◆ **Document text**
** START **

Skip to content

legomb/fedex-assignment

Repository files navigation

FedEx Analytics Engineering Assignment

Overview

This is my submission for the FedEx Analytics Engineering Assignment.

It features a contained environment with a data pipeline that ingests, cleans, and enriches the Amazon E-Commerce Sales Dataset from Kaggle, and makes the results available for BI.

flowchart LR
    raw["`Raw data
    (.csv file)`"]
    clean["Clean models
    (dbt)"]
    enriched["Enriched models
    (dbt)"]
    kimball["Kimball models
    (dbt)"]
    SemanticLayer["Semantic Layer
    (Cube.dev)"]
    BI["BI layer
    (Apache Superset)"]

    raw --> clean --> enriched --> kimball --> SemanticLayer --> BI
Loading

Components

This project includes a workflow with:

  • Data transformations using dbt
  • Data storage using DuckDB
  • Semantic Layer models using cube.dev
  • BI dashboards using Superset
  • A basic data catalog using dbt docs
  • A local development environment using vscode devcontainer, linters, docker compose.

Out of scope

Due to time constraints, the following areas are incomplete/out of scope:

  • Proper security handling for production, like not committing the .env file, using secrets, etc. (.env file is commited for demo purposes.)
  • Superset works and has a connection to cube, so it can be used to create dashboards. But there are no readymade dashboards included in this repo.
  • Devcontainer linters are not configured.
  • Limited data cleansing and testing.
  • The Pyspark part of this exercise was agreed to be skipped.

Quick reference

  • REQUIREMENTS.md: Original requirements.
  • transform/models: Data transformation models (dbt).
  • cube/schema: Semantic Layer models, to be used by BI dashboard apps (Cube.dev)

** END **

◆ **Raw data**
** START **

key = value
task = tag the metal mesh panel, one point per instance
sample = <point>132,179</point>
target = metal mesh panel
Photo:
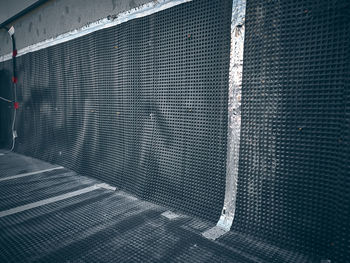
<point>141,105</point>
<point>294,153</point>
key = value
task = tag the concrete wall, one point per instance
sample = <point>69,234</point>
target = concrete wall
<point>59,16</point>
<point>13,7</point>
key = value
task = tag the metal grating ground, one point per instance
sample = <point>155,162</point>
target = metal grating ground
<point>143,106</point>
<point>107,226</point>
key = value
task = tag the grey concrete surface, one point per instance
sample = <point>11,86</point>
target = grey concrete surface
<point>11,8</point>
<point>56,17</point>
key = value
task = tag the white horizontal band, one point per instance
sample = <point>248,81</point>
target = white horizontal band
<point>31,173</point>
<point>142,11</point>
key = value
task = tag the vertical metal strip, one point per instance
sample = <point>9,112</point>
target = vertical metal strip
<point>234,120</point>
<point>234,112</point>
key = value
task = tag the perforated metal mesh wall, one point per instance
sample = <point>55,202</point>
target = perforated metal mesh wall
<point>142,106</point>
<point>293,183</point>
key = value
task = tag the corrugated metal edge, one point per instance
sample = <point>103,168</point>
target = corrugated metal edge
<point>234,120</point>
<point>142,11</point>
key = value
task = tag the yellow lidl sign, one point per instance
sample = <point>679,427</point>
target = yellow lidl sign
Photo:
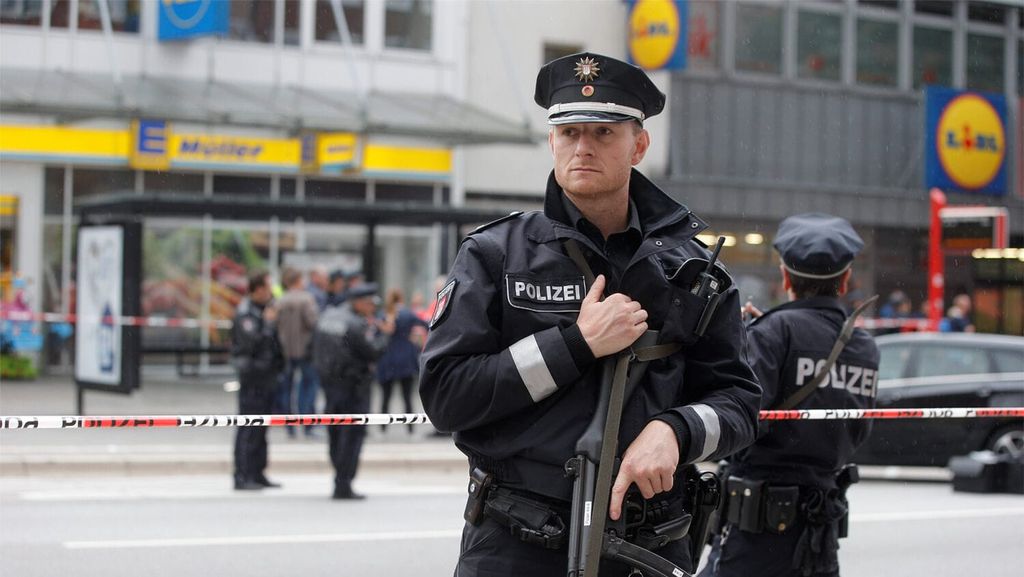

** END **

◆ **Exercises to complete**
a - Output the stretch of the FedEx assignment readme from "Repository files navigation" through "available for BI.".
b - Using the FedEx assignment readme, decide whether each statement agrees with it. Answer yes or no for each and quote the words that settle it. (i) The pipeline stores its data in DuckDB. (ii) The repository comes with ready-made Superset dashboards. (iii) Skipping the PySpark part of the exercise was agreed on.
c - Write the next part of the FedEx assignment readme, starting after its final line.

◆ **Outputs**
a -
Repository files navigation

FedEx Analytics Engineering Assignment

Overview

This is my submission for the FedEx Analytics Engineering Assignment.

It features a contained environment with a data pipeline that ingests, cleans, and enriches the Amazon E-Commerce Sales Dataset from Kaggle, and makes the results available for BI.

b -
(i) Yes: "Data storage using DuckDB"
(ii) No: "But there are no readymade dashboards included in this repo."
(iii) Yes: "The Pyspark part of this exercise was agreed to be skipped."

c -
  • superset: Superset (BI dashboards)
  • docker-compose.yml: Local environment definition.
  • taskfile.yml: Available actions, to be used by maintainers and eventually the CI/CD.

How to run this demo

Requirements

  • Visual Studio Code
  • Docker

Instructions

  1. Open this repo in VSCode. Open the command palette (Shift+Cmd+P on mac) and select Dev Containers: Rebuild and Reopen in Container. This will spin up the environment including a devcontainer, cube, and superset.

  2. Open a terminal in the devcontainer and run:

    task demo:run-full-demo
  3. Then:

    • To see an overview of the data transformation models and their metadata & lineage, access the local dbt docs instance by navigating to http://localhost:8080.
    • To view and manage the semantic model data cubes and views, open the local cube instance by navigating to http://localhost:4000/.
    • To view and manage BI dashboards, open the local Superset instance by navigating to http://localhost:8088/login/ and log in with admin, admin. It has a connection to cube and you can create your own dashboards, but at the moment there are no readymade dashboards included in this repo.